__Travail demandé__:
1. D'après l'extrait retenu, à quel moment l'Assemblée nationale a-t-elle adopté en première lecture la loi de refondation pour Mayotte ?
2. Prolongez le texte sur la loi de refondation de Mayotte en reprenant juste après sa dernière phrase.

__Extrait retenu__:
Adoptée mardi 1er juillet, au soir, par l’Assemblée nationale en première lecture, la loi de « refondation » pour la reconstruction de Mayotte est présentée par le Gouvernement comme une réponse structurelle aux difficultés de l’île. Mais plusieurs ONG et associations, dont UNICEF France, Human Rights Watch, Solidarités International ou le Secours Catholique, dénoncent un texte qui « fait l’impasse sur les causes structurelles des crises sociales, sanitaires et éducatives », que traverse le territoire. Dans un communiqué conjoint, elles alertent sur une réforme jugée répressive, discriminatoire et peu soucieuse des droits fondamentaux, en particulier ceux des enfants.

__Lignes fournies__:
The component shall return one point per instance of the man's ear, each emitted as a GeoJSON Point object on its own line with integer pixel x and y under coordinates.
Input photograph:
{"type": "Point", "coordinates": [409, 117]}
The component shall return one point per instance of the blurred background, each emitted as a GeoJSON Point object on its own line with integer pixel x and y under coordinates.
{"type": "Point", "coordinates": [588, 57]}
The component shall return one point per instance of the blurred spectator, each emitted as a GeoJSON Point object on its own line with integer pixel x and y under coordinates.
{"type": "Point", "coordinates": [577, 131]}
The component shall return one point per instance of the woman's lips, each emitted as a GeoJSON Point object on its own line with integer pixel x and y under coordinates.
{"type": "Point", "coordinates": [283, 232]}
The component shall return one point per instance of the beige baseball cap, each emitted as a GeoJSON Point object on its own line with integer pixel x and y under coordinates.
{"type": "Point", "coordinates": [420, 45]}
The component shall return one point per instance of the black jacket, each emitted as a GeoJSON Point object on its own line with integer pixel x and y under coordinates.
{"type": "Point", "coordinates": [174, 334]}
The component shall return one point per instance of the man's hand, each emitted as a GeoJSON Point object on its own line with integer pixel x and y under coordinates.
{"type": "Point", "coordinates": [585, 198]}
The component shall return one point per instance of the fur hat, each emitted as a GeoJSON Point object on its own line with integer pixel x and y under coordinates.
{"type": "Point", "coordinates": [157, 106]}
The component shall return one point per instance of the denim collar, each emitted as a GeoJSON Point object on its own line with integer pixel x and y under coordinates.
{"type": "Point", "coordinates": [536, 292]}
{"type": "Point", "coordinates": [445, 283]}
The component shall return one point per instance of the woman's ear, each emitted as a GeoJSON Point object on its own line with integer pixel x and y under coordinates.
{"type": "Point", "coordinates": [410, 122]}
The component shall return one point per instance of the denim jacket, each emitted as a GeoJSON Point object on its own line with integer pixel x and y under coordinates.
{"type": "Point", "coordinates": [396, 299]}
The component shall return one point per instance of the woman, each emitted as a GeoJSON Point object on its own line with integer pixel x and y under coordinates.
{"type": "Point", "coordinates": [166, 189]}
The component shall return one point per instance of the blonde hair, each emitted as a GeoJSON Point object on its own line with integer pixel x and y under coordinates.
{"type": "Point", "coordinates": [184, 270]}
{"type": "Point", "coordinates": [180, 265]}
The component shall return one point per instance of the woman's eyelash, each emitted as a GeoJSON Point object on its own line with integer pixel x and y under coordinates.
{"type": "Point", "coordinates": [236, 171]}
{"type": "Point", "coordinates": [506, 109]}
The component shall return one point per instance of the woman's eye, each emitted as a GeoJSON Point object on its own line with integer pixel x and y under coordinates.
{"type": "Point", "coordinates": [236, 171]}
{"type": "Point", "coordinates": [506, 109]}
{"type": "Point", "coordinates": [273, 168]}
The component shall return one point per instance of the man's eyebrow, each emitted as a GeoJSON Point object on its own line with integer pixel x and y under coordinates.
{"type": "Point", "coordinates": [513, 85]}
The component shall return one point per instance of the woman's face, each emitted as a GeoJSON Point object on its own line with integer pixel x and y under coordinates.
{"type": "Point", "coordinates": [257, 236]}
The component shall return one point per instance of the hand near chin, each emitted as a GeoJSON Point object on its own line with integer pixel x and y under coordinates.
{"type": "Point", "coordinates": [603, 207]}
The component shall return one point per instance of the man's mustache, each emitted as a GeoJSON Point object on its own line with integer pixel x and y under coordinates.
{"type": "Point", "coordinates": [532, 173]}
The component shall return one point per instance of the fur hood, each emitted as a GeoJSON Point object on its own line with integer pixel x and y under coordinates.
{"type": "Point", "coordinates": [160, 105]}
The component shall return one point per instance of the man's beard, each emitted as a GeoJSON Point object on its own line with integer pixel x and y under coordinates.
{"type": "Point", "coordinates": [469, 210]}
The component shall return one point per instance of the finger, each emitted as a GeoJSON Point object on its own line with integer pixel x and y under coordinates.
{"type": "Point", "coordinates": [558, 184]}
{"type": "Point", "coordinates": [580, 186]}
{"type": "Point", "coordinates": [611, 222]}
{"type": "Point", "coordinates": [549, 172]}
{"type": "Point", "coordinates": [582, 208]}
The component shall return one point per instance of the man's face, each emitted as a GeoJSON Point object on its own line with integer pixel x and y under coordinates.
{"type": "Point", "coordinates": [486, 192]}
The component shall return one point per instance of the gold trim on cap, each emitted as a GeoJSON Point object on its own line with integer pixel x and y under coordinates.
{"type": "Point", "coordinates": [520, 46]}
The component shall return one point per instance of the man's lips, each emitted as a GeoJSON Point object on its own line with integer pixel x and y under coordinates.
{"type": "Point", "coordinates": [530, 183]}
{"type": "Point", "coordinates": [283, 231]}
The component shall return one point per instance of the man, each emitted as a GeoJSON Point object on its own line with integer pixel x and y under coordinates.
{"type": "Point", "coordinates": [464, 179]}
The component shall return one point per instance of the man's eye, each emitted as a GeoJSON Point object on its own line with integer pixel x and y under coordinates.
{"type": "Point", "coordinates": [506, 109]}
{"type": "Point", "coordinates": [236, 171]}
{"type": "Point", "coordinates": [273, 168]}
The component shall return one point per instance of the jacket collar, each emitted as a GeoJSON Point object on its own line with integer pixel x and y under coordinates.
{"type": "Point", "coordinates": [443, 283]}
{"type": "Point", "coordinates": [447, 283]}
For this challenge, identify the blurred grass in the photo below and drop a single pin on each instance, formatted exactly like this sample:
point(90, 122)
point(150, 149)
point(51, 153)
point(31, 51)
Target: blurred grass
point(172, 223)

__Réponses attendues__:
1. Le mardi 1er juillet, au soir.

2.
Une réforme jugée prioritairement sécuritaire

Le projet de loi survient dans un contexte de fortes tensions sociales, six mois après le passage du cyclone Chido qui a ravagé l’île, et dans un département confronté depuis des années à des inégalités profondes : pauvreté endémique, insécurité sanitaire, surpopulation scolaire, déficit d’infrastructures de base. Pourtant, selon les signataires du communiqué, le texte législatif « se focalise sur la lutte contre les plus précaires » au lieu de proposer une stratégie de développement à long terme.
Le projet remet en place plusieurs mesures controversées, dont la création de centres de rétention pour mineurs, à Mayotte, à partir de 2027. Il prévoit également des restrictions d’accès à certains droits sociaux. Le Passeport pour la mobilité des études, jusqu’ici accessible à tous les élèves de Mayotte partant étudier en métropole, sera désormais réservé aux seuls élèves de nationalité française. Une mesure qui, selon les ONG et les associations signataires du communiqué, privera « des milliers de jeunes de toute perspective éducative hors du territoire ».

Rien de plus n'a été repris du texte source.